**PROVIDED TEXT**.
Definition at line 374 of file MeshGenerator.cpp.

{
    std::vector<double> vec_x(div_x());
    std::vector<double> vec_y(div_y());
    std::vector<double> vec_z(div_z());
    std::vector<Node*> nodes(generateRegularNodes(vec_x, vec_y, vec_z, origin));
    std::vector<Node*> const top_nodes(
        generateRegularPyramidTopNodes(vec_x, vec_y, vec_z, origin));
 
    nodes.insert(nodes.end(), top_nodes.begin(), top_nodes.end());
 
    const unsigned n_x_nodes(vec_x.size());
    const unsigned n_y_nodes(vec_y.size());
    const unsigned n_z_nodes(vec_z.size());
    const unsigned n_x_cells(vec_x.size() - 1);
    const unsigned n_y_cells(vec_y.size() - 1);
    const unsigned n_z_cells(vec_z.size() - 1);
 
    // elements
    std::vector<Element*> elements;
    auto const top_node_offset(n_x_nodes * n_y_nodes * n_z_nodes);
    elements.reserve(n_x_cells * n_y_cells * n_z_cells);
 
    for (std::size_t i = 0; i < n_z_cells; i++)

**WHAT YOU WILL DO**.
a – Summarize the MeshGenerator.cpp excerpt in two sentences.
b – In the MeshGenerator.cpp excerpt, substitute "apex_node_offset" for "top_node_offset" and write out the passage starting with "const unsigned n_x_nodes(vec_x.size());" and going on through "< n_z_cells; i++)".
Work from the MeshGenerator.cpp excerpt alone.

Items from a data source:
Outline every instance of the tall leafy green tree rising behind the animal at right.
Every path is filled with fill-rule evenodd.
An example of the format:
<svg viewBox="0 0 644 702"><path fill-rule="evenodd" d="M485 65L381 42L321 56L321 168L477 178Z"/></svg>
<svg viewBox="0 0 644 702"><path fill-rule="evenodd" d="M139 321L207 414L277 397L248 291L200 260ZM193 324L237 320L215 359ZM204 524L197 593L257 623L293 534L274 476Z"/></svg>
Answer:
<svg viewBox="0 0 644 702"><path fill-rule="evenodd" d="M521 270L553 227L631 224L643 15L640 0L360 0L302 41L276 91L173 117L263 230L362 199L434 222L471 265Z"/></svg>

* * *

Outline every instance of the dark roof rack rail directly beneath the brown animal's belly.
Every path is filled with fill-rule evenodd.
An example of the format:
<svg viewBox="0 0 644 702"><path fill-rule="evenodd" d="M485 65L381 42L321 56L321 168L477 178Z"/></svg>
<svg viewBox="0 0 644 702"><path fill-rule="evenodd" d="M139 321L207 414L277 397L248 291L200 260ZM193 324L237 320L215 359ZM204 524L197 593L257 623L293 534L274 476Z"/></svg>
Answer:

**ANSWERS PER TASK**.
a – The code, defined at line 374 of MeshGenerator.cpp, fills x, y and z coordinate vectors from div_x, div_y and div_z, generates regular nodes and regular pyramid top nodes from them and the origin, and appends the top nodes to the end of the node list. It then stores the node count along each axis and one less than each count, computes a top node offset as the product of the three node counts, reserves space in an element vector, and starts a loop over the z direction.

b –
const unsigned n_x_nodes(vec_x.size());
    const unsigned n_y_nodes(vec_y.size());
    const unsigned n_z_nodes(vec_z.size());
    const unsigned n_x_cells(vec_x.size() - 1);
    const unsigned n_y_cells(vec_y.size() - 1);
    const unsigned n_z_cells(vec_z.size() - 1);
 
    // elements
    std::vector<Element*> elements;
    auto const apex_node_offset(n_x_nodes * n_y_nodes * n_z_nodes);
    elements.reserve(n_x_cells * n_y_cells * n_z_cells);
 
    for (std::size_t i = 0; i < n_z_cells; i++)